Where a line of the records contains the word "palm", show that line.

====== Data for analysis ======

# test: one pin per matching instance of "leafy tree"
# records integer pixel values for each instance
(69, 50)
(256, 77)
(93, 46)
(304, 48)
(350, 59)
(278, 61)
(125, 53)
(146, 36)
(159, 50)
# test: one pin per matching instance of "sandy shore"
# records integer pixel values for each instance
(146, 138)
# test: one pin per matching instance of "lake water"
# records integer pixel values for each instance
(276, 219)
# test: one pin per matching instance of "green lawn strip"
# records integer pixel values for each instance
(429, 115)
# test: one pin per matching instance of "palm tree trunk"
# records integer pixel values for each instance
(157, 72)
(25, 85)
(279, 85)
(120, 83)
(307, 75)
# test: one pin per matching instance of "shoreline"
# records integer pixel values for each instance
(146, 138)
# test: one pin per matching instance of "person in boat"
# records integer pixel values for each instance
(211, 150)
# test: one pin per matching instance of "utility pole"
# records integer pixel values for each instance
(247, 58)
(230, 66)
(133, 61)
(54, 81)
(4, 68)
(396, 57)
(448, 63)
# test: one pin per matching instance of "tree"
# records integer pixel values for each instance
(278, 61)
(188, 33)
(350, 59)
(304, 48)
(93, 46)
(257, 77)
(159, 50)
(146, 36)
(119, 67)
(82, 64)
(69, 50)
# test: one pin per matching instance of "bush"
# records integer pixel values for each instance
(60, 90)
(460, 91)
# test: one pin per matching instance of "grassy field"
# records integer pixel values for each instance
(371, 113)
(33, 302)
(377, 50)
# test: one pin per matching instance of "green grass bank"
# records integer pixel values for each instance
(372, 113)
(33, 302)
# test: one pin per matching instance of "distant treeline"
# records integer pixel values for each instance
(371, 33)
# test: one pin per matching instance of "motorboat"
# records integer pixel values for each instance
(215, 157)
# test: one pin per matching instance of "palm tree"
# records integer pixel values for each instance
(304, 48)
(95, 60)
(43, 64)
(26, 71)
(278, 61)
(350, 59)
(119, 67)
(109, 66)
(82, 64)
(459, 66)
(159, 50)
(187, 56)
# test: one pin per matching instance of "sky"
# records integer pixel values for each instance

======

Result -
# test: one pin per matching instance of "palm tree trunk"
# test: one pin per matching instance of "palm tree"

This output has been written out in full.